* [Stated problem] Write the lines from the one containing "the form (537,194)." through the end of the lines, both ends included, as a JSON list of strings with one string per line and blank lines omitted.

(Stored data)
::::
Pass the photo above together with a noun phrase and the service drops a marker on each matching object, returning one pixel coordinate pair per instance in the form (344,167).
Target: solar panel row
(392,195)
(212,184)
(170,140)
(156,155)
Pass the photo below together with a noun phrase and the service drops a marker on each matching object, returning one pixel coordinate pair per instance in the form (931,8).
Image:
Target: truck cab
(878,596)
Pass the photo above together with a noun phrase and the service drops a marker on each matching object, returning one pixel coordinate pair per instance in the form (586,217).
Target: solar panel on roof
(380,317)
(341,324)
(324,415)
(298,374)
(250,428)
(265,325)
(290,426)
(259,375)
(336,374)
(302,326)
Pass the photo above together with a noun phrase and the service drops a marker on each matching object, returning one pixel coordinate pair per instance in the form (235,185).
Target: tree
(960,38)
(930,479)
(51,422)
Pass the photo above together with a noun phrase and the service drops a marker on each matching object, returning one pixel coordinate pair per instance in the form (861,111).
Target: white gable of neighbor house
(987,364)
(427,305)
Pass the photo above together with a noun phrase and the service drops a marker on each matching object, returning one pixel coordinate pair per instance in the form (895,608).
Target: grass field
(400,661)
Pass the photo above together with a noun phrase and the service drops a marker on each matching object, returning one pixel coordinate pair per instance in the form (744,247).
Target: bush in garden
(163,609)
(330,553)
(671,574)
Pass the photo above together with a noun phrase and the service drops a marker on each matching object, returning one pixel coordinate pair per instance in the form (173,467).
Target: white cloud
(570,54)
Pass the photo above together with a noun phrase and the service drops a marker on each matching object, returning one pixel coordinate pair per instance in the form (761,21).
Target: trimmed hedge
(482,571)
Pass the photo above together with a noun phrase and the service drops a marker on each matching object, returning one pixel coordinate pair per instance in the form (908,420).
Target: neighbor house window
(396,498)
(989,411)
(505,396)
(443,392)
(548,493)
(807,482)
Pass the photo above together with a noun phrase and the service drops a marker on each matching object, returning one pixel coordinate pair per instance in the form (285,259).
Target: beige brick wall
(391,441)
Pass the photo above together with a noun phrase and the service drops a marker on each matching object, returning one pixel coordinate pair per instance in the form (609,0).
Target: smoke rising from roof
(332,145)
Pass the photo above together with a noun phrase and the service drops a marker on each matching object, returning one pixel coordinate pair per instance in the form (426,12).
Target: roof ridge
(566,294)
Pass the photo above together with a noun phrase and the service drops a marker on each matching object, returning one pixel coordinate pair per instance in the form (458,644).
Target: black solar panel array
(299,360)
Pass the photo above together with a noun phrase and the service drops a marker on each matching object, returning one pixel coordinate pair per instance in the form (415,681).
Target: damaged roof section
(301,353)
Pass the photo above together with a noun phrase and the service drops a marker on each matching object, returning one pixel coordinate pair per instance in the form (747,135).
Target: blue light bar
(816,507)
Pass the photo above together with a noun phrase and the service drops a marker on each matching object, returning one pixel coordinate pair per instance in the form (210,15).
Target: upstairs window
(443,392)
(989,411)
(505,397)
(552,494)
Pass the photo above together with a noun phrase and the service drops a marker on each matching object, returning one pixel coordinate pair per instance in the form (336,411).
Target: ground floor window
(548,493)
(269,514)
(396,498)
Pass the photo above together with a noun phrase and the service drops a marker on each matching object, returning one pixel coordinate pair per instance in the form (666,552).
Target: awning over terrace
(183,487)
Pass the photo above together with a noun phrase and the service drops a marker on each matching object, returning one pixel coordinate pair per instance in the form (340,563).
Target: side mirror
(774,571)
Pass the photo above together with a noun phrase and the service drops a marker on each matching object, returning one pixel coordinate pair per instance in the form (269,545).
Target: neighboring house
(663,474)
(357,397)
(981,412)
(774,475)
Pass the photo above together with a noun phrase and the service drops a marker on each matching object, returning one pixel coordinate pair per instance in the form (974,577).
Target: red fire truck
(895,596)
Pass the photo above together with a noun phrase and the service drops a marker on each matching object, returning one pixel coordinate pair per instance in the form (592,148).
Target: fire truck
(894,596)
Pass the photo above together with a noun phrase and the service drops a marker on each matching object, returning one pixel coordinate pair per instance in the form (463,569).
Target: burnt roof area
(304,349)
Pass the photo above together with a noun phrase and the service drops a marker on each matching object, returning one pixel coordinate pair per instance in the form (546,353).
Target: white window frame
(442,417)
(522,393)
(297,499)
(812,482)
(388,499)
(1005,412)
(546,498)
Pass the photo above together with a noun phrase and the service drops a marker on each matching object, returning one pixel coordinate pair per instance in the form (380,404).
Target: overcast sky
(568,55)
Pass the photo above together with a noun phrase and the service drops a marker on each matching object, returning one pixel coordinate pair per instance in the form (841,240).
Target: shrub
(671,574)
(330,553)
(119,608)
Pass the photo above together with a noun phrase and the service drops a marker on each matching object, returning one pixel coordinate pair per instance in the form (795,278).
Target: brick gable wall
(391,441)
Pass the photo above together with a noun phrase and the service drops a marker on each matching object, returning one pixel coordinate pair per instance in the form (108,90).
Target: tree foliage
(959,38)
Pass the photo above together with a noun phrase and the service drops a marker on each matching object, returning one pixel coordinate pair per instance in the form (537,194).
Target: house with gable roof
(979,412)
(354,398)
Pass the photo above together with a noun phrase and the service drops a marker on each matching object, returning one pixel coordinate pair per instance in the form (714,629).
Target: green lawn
::::
* [Worked answer]
[
  "Pass the photo above together with a noun phrase and the service drops a marker on each matching object, returning one pixel coordinate pair per instance in the form (537,194).",
  "Target: house with gable roof",
  "(979,412)",
  "(354,398)",
  "Pass the photo above together with a noun phrase and the service drops a marker on each matching object, returning one pixel coordinate pair per instance in the form (714,629).",
  "Target: green lawn"
]